(Data extracted from a collection)
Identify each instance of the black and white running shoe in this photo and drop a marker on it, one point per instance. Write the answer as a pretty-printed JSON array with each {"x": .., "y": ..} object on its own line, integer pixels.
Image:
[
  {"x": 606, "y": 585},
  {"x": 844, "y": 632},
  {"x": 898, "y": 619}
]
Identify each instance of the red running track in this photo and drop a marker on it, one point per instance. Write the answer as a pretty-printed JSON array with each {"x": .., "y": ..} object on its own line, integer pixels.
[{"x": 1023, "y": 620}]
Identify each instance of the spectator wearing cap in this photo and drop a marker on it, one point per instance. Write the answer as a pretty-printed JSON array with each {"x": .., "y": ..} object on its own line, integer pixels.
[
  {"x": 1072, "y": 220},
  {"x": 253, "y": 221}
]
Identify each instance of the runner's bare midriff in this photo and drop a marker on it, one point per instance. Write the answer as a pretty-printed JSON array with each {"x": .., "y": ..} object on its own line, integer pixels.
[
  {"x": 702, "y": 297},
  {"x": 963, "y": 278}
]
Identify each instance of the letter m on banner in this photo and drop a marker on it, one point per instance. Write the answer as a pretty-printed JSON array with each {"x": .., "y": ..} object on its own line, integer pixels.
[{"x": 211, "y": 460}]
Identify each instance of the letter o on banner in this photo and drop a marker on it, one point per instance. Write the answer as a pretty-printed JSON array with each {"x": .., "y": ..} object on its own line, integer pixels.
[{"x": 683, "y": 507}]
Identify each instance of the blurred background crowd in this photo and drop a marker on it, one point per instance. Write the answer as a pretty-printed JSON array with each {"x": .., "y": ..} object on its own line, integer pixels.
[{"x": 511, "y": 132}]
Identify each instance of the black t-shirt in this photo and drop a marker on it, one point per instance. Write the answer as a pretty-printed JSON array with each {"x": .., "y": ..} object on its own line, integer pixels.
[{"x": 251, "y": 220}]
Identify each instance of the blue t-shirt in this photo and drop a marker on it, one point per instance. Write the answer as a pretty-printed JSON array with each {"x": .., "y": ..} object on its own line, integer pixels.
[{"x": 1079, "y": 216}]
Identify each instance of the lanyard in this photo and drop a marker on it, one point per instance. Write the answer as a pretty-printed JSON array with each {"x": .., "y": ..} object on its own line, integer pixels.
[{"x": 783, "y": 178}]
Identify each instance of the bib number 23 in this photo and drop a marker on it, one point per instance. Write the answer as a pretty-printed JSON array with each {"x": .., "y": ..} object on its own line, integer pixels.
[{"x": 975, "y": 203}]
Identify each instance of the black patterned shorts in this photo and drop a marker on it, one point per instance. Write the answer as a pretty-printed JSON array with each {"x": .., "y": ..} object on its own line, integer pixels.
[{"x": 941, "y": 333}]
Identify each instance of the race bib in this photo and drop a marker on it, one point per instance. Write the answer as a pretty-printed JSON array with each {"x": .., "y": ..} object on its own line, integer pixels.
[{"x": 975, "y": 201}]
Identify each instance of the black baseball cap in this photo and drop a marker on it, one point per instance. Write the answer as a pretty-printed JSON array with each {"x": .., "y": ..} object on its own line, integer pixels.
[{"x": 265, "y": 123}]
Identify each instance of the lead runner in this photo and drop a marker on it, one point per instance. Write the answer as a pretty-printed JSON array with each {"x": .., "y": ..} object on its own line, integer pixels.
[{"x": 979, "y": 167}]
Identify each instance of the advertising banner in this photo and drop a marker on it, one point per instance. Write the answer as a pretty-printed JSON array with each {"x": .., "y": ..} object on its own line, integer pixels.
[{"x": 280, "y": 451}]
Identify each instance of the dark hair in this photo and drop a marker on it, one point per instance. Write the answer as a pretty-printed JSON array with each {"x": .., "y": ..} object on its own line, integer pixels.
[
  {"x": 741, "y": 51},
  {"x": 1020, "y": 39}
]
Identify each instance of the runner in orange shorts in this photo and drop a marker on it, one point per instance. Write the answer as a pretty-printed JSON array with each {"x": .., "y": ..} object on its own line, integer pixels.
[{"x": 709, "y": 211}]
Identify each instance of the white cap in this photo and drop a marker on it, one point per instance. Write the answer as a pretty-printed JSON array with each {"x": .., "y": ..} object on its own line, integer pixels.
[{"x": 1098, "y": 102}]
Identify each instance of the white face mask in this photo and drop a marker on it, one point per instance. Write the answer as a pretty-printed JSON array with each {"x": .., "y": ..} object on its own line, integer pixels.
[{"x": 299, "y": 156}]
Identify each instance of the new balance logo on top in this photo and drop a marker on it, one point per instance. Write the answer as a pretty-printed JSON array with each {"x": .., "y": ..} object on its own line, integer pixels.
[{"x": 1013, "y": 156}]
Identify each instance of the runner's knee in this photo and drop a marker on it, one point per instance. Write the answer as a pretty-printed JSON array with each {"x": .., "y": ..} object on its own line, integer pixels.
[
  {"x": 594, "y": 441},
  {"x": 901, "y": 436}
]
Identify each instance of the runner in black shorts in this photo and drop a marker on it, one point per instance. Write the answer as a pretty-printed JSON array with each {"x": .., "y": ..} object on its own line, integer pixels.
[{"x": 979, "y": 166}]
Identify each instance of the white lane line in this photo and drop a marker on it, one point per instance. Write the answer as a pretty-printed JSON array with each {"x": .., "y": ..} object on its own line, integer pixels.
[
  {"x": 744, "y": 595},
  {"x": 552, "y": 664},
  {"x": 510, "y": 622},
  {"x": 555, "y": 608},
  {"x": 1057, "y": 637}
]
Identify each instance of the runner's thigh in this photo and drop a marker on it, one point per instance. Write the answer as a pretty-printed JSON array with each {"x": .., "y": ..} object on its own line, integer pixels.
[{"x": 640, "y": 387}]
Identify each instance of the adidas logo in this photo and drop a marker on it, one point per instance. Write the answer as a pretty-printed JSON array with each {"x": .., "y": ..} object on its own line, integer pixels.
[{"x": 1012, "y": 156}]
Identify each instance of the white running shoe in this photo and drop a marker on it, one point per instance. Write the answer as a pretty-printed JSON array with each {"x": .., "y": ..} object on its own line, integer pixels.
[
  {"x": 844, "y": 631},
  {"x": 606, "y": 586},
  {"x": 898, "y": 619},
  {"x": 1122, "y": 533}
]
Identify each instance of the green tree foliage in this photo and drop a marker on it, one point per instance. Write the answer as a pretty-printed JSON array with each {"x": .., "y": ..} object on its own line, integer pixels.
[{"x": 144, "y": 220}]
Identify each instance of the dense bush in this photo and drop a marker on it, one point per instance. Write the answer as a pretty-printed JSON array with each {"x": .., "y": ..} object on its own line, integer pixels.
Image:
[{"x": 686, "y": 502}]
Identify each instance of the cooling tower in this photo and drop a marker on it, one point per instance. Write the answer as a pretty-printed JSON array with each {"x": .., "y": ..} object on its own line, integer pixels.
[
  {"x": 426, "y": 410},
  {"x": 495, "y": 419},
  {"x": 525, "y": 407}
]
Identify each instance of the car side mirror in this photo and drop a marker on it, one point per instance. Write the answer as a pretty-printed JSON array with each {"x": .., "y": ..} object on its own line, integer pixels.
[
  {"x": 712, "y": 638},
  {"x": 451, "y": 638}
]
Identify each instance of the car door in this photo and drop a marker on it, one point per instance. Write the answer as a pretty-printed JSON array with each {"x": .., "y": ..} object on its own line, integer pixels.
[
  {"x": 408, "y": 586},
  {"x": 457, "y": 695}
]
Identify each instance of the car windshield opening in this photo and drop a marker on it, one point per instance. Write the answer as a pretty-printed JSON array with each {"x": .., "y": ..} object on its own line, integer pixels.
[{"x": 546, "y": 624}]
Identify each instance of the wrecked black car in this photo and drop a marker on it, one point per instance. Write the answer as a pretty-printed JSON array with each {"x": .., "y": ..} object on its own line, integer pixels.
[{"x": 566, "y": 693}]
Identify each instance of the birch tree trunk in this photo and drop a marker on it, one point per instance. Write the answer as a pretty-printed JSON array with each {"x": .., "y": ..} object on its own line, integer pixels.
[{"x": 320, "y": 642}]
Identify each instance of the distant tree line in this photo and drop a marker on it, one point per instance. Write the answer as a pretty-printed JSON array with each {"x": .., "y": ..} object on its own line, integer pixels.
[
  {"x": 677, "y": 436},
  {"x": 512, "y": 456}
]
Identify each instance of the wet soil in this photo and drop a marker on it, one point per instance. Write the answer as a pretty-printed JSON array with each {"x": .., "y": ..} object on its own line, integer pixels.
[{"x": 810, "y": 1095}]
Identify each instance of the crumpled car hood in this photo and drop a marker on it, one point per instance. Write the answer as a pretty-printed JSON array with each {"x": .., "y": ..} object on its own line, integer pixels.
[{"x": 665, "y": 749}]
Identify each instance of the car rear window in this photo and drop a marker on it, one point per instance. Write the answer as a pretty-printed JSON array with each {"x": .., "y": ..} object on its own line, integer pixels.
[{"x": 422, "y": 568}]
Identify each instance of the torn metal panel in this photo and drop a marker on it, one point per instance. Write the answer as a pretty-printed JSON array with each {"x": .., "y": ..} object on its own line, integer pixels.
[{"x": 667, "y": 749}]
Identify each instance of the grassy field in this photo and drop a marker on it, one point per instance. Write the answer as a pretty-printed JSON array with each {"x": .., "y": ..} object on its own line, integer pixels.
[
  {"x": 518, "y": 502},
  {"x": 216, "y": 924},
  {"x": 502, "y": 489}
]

• [AIM] Copy out exactly the lines between the line with "Identify each instance of the car rear" and the last line of the entries, counting both of those lines.

• [EXERCISE SOLUTION]
Identify each instance of the car rear window in this photo and drop a marker on it, one point per instance. Write the answer as a pretty-printed JSON array with each {"x": .., "y": ..} object on its own line, integer pixels.
[{"x": 422, "y": 568}]
Identify each instance of the torn metal panel in this photo and drop a marker on it, one point per instance. Write the answer as a pretty-printed JSON array with each {"x": .., "y": ..} object on its own line, integer pixels.
[{"x": 667, "y": 749}]
Identify each instance of the grassy field in this photo and drop a marker on it, one point per instance. Write the answer as a pretty-printed JSON array with each {"x": .., "y": ..} object on its own line, integer pixels.
[
  {"x": 518, "y": 502},
  {"x": 216, "y": 924},
  {"x": 502, "y": 489}
]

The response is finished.